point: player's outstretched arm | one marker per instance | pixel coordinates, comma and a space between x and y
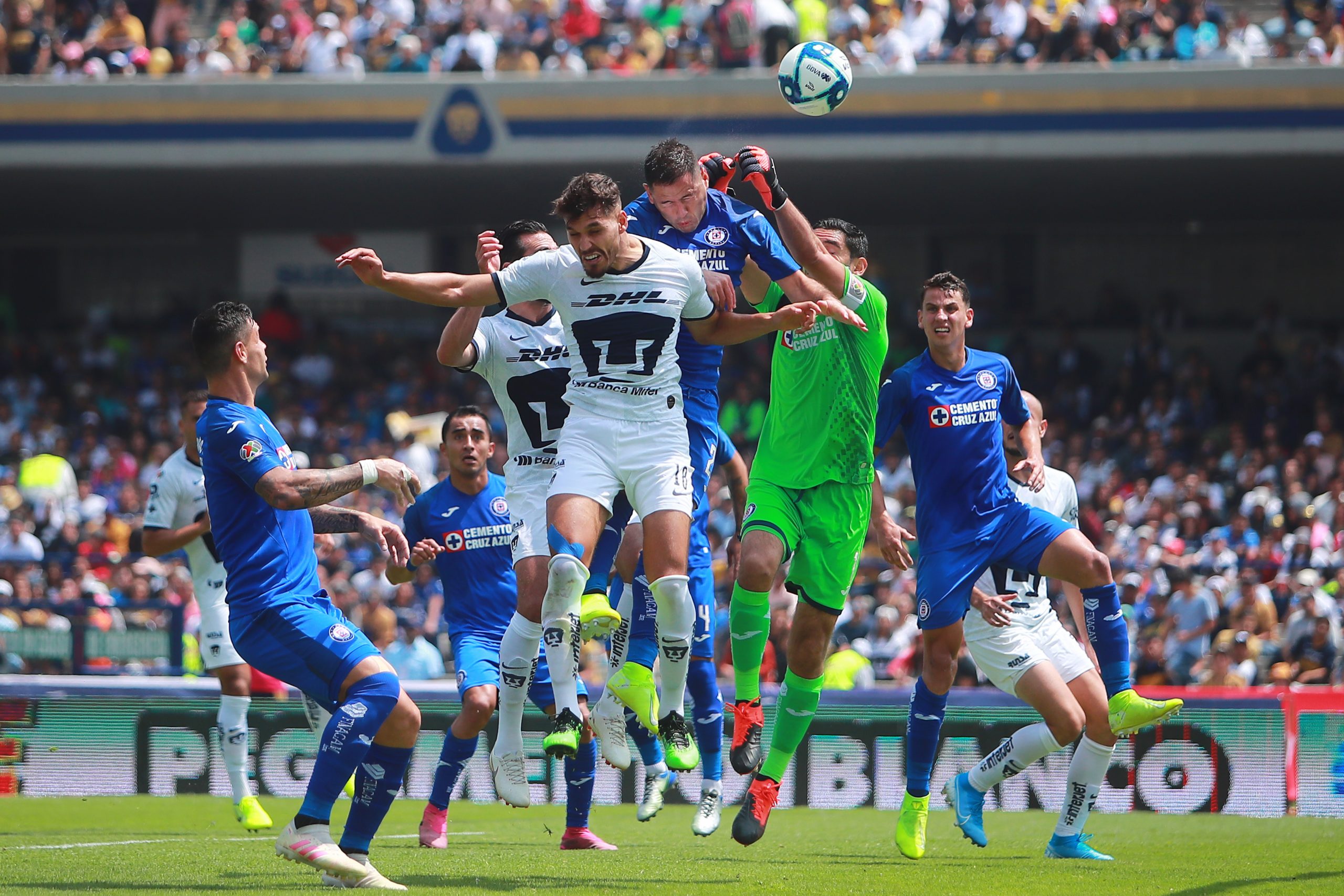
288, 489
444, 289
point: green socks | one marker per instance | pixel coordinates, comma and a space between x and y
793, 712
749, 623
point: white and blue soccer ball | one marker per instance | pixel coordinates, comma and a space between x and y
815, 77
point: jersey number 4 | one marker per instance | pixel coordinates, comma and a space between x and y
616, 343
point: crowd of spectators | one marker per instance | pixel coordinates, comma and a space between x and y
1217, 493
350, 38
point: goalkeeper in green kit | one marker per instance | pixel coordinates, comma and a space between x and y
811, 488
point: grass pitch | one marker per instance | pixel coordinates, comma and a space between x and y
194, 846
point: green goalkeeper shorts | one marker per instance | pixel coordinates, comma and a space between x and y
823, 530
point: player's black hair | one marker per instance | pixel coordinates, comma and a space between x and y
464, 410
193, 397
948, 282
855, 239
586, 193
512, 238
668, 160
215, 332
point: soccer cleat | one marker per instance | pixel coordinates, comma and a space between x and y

__________

- [WORK TASK] Excluding pictures, reproduce the listing above exactly as it stands.

- [ANSWER TO THIS TASK]
point: player's outstretched arm | one marker per instance | pixel coordinates, comma and a space between x and y
288, 489
444, 289
point: green socks | one marker per instance | pixel coordinates, comma and a space between x and y
793, 712
749, 623
point: white and blue soccer ball | one marker per instance | pixel coordinates, comma and a space between x and y
815, 77
point: jersey number 4 | one marker per instance | pixel coordinates, comma and a space between x and y
616, 343
point: crowd of spectators | one marker per instance | pixel coordinates, comma and a space between x and y
1217, 493
350, 38
point: goalkeeper in green kit | one marker per instance | pixel coordinates, comma and a space between x and y
811, 488
point: grass pitch | one marker per instance | pixel coordinates, comma and a space between x and y
194, 846
point: green goalkeeper shorts | one marker per instance | pixel coordinates, comma and a space between x and y
823, 530
point: player's black hair | one marker per instance | pixel coordinates, comma and a space between x and y
464, 410
193, 397
948, 282
855, 239
586, 193
512, 238
668, 160
215, 332
point: soccer cleat | one marker per instance | pixel coordinates, comma and a space between x and y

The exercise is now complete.